Exercise requirements:
Write out the whole listing, matching it exactly.

Extracted material:
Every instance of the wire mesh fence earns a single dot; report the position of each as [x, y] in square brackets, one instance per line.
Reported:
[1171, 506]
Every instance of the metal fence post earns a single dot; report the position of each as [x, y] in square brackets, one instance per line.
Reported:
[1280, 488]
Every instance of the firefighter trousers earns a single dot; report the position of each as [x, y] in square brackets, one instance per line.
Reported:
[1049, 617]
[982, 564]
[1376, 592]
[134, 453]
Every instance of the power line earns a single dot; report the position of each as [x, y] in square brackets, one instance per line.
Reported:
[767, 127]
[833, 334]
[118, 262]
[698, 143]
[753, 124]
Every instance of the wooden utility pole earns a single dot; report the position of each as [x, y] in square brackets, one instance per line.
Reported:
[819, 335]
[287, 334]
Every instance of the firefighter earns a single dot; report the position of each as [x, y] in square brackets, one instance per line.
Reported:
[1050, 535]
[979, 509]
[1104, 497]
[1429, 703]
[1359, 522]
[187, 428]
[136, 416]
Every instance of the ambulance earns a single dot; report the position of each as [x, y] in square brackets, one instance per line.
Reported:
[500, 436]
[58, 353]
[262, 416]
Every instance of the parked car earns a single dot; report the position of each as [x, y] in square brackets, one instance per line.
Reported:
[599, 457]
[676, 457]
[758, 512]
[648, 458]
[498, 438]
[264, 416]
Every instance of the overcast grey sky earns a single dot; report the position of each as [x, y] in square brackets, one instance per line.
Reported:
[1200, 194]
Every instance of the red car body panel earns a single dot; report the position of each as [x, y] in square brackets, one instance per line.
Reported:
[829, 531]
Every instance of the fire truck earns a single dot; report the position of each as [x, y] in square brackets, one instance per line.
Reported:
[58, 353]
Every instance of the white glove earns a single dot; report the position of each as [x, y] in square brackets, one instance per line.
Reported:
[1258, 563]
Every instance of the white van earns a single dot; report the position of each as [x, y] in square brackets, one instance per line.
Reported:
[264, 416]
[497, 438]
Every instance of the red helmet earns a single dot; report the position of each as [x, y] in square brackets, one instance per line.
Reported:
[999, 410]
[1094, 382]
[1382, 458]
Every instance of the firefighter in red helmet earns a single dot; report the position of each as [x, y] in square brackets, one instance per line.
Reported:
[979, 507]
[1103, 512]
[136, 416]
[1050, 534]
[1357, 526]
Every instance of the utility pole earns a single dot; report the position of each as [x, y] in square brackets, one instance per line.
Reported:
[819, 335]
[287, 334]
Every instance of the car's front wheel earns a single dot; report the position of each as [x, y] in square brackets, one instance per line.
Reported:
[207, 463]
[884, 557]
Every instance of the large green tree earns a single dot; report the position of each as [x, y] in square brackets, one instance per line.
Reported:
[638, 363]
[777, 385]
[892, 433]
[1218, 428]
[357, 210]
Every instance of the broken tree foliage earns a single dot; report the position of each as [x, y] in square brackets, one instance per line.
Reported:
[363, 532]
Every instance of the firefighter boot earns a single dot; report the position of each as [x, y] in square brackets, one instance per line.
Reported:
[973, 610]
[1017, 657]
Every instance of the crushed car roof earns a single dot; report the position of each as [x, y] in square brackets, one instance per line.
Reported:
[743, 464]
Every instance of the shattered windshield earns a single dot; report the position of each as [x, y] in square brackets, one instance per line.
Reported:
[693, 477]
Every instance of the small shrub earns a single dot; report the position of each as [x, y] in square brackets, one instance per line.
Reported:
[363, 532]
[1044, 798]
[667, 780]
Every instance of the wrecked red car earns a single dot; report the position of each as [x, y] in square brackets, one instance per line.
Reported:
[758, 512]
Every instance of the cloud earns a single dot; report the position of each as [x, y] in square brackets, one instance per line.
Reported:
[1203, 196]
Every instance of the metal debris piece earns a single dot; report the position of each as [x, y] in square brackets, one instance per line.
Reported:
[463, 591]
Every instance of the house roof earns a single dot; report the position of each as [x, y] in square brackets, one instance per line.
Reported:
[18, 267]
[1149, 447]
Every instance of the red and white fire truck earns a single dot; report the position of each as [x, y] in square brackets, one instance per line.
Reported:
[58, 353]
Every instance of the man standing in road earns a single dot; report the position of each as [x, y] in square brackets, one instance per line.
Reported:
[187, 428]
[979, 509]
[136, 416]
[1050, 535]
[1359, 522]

The answer:
Every instance of the wire mesh fence earns a single dot; report the position of each as [x, y] in square brackets, one instance per line.
Reported:
[1171, 506]
Every instance of the metal fence post earns a single dot; report the position of each as [x, y] in square brackets, one instance per line.
Reported:
[1280, 488]
Every instance of the firefighter trousers earns a single dot; report the position of each as [x, y] in square brackets, one instance per line.
Reported:
[1049, 617]
[982, 564]
[1376, 592]
[134, 453]
Every instance of the power line earns a single dot; report the position of each as [x, y] in square brackets, one instance per line.
Reported:
[767, 127]
[833, 334]
[118, 262]
[698, 143]
[753, 124]
Every instance of the wooden utility pole earns a single dot; report the position of each as [x, y] in square brackets, one instance per line.
Reported:
[819, 335]
[287, 334]
Every instance of the firefighter earns a single dot; report the position of each as [x, y] in square brackets, one instance per line.
Reported:
[1050, 535]
[979, 509]
[1104, 497]
[1429, 703]
[1359, 522]
[187, 428]
[136, 416]
Every instance of the ambulance earns a single dot; report the position of each as [x, y] in square brackets, one instance per line.
Reported:
[500, 436]
[58, 353]
[262, 416]
Every instance of the parked car earns a single dot; report the position of each as [x, y] in square brackets, one instance per line.
Reported:
[599, 457]
[676, 457]
[758, 512]
[648, 458]
[498, 438]
[264, 416]
Every instance of the overcast grey sky earns a single dot; report the position of each as [x, y] in square brackets, one instance per line.
Reported:
[1200, 194]
Every instance of the red car body panel earns a single dot; report the position of each as [x, y] in square brackets, one instance per line.
Reported:
[829, 531]
Every instance of the fire truck earns a single dot; report the position of each as [x, y] in square brackets, one instance per line.
Reported:
[58, 353]
Every instance of the white glove earns a single dot; report the position of each as [x, y] in square brackets, one instance per line.
Reported:
[1258, 563]
Every instance of the white van earns a single dot; report the position of each as [x, y] in square brackets, one instance per line.
Reported:
[264, 416]
[497, 438]
Every instance of the red helmet earns a single dot; report the position of each as [x, y] in square brackets, one instance per line.
Reported:
[999, 410]
[1094, 382]
[1382, 458]
Every instance of the firefighter in red helmet earns a single dot; report the position of each as [x, y] in square brackets, one instance per line.
Reported:
[979, 507]
[1103, 512]
[136, 416]
[1050, 534]
[1357, 526]
Every instance of the utility pole earns a single dot; report the position of each as [x, y] in square brackets, one instance per line.
Reported:
[819, 335]
[287, 334]
Every instance of the car's front wheel earns a single dot; report the position of each as [x, y] in square brackets, one instance per line.
Reported:
[207, 463]
[884, 557]
Every instance of the large green tree earns a single dot; report the position of each as [x, y] in square brackets, one instance per line.
Reported:
[638, 363]
[777, 385]
[892, 433]
[1218, 428]
[357, 210]
Every instance of the broken tree foliage earns a single dot; report the position of each as [x, y] in square brackets, one instance per line.
Reported:
[363, 532]
Every instance of the firefighter boot earns a single dot; report the position of each as [x, y] in square brackets, one instance per line.
Reported:
[973, 610]
[1017, 657]
Every instance of the crushed car roof earns a single dot; report the position of each as [x, y] in square brackets, one instance per line.
Reported:
[743, 464]
Every instance of the shattered windshield earns a single dot; report the position of each as [x, y] in square brackets, one instance per line.
Reported:
[693, 477]
Every instance of the small shrub earns a single dot; report the position of each as [x, y] in square brackets, one instance per line.
Reported:
[363, 532]
[1044, 798]
[667, 780]
Every instance of the wrecked red car earns a single dot; report the position of each as [x, y] in square brackets, one instance per line.
Reported:
[758, 512]
Every instance of the cloud earns a single dot; report the position of each as [x, y] in square brackets, one instance per line.
Reported:
[1203, 196]
Every instance of the metal debris piece earns a single dot; report the position of each as [x, y] in square brackets, one instance per line.
Reported:
[463, 591]
Every instance of the house roof earns a single dot; report the position of each as [x, y] in square brackets, one instance per line.
Reported:
[18, 267]
[1149, 447]
Every instance of the red and white fire truck earns a single dot; report the position of each as [x, y] in square brackets, one instance per line.
Reported:
[58, 353]
Every instance of the man standing in road earns a single dot; report the position of each as [x, y] in square brackets, one instance per line.
Reported:
[187, 428]
[979, 509]
[136, 416]
[1050, 535]
[1359, 522]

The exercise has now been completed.